> **Dataset rows**:
— Start —
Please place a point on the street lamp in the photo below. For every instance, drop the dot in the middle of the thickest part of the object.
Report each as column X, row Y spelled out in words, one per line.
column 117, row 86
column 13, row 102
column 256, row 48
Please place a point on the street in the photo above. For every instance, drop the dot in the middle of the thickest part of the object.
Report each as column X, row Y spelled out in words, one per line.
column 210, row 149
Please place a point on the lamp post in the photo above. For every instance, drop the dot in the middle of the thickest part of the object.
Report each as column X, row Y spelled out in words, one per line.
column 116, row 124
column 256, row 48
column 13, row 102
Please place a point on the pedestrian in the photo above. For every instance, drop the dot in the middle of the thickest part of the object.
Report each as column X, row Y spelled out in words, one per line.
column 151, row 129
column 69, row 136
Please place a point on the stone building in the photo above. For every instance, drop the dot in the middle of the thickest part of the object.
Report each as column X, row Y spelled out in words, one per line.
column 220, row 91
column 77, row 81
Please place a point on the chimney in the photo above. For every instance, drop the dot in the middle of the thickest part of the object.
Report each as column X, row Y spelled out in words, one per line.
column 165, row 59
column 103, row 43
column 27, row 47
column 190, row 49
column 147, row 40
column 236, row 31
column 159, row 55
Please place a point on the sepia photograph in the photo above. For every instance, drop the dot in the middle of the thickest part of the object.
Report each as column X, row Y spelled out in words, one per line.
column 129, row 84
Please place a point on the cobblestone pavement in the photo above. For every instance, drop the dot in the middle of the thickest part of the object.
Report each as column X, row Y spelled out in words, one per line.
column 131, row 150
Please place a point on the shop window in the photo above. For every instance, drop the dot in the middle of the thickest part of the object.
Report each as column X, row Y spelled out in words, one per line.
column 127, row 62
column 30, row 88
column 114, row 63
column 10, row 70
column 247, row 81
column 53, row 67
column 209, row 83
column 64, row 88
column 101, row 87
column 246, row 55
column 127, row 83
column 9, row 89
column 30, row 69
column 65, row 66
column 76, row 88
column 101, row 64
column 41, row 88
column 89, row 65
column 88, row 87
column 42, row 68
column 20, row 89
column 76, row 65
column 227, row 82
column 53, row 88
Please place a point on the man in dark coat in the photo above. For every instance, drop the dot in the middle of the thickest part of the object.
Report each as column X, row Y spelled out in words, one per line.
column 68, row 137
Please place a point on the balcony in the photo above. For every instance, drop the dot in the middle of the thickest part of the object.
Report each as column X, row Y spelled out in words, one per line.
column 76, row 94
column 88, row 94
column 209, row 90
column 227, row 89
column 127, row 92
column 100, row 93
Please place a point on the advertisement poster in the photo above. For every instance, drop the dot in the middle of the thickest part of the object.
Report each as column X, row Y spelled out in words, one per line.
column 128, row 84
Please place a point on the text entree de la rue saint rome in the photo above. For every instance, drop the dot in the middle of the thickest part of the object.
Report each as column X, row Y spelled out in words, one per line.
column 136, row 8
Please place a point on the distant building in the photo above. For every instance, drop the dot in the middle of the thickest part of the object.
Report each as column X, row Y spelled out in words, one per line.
— End —
> **Stated problem**:
Print every line of the listing above again, word for word and in the same order.

> **Solution below**:
Please place a point on the street lamp in the photo below. For every instance, drop the dot in the middle of the thickest part of the object.
Report each as column X, row Y spelled out in words, one per line.
column 117, row 86
column 13, row 102
column 256, row 48
Please place a point on the street in the photo above. For every instance, drop the dot in the middle of the thickest part of the object.
Report each as column X, row Y spelled out in words, one per line.
column 210, row 149
Please place a point on the lamp post in the photo above. For every instance, drop the dot in the middle of the thickest part of the object.
Report each as column X, row Y spelled out in words, one per line.
column 116, row 124
column 256, row 48
column 13, row 102
Please place a point on the pedestrian in the photo above. For every instance, drop the dot in the middle of the thickest part of the object.
Report each as column X, row Y spelled out in words, one per line.
column 151, row 129
column 69, row 136
Please place a point on the stone building in the photo above. For every instance, drop the dot in the middle of the thickest part of the object.
Report each as column X, row Y spelled out in words, one per line.
column 220, row 91
column 77, row 81
Please place a point on the chimney in the photo above. For every instance, drop the dot in the middle of the thickest part of the object.
Report each as column X, row Y spelled out in words, one per line.
column 165, row 59
column 103, row 43
column 27, row 47
column 190, row 49
column 147, row 40
column 236, row 31
column 159, row 55
Please place a point on the sepia photograph in the photo above. For every instance, drop the dot in the middle of the thickest part of the object.
Report each as column X, row Y spelled out in words, one per line.
column 129, row 84
Please place a point on the cobblestone pavement in the photo above. For every instance, drop the dot in the middle of the thickest part of the object.
Report each as column X, row Y spelled out in words, one per line.
column 131, row 150
Please place a point on the shop window in the photo above. For every instance, drop the dot in the middle of the thickest part of the object.
Report each as column X, row Y spelled out in words, one per line.
column 127, row 62
column 30, row 88
column 114, row 63
column 10, row 70
column 247, row 81
column 53, row 67
column 209, row 83
column 64, row 88
column 101, row 87
column 246, row 55
column 127, row 83
column 9, row 89
column 30, row 69
column 65, row 66
column 76, row 88
column 101, row 64
column 41, row 88
column 89, row 65
column 88, row 87
column 42, row 68
column 20, row 89
column 76, row 65
column 227, row 82
column 53, row 88
Please place a point on the man in dark coat in the photo above. For every instance, drop the dot in the middle of the thickest part of the object.
Report each as column X, row Y spelled out in words, one per line.
column 68, row 137
Please place a point on the balcony in the photo above. For every instance, drop the dot in the middle of the thickest part of the object.
Report each as column X, row Y spelled out in words, one per line.
column 76, row 94
column 88, row 94
column 209, row 90
column 227, row 89
column 127, row 92
column 100, row 93
Please place a point on the advertisement poster in the photo above. For every instance, drop the dot in the middle of the thickest part of the object.
Report each as column X, row Y spelled out in words, one per line.
column 128, row 84
Please place a point on the text entree de la rue saint rome in the photo above. For every instance, drop the dot in the middle of the thickest part of the object.
Report each as column X, row Y spelled out in words, one per line.
column 136, row 8
Please place a point on the distant building in the photo above. For every instance, drop the dot in the middle of the thickest part of the object.
Report each as column X, row Y spelled out in words, one per line.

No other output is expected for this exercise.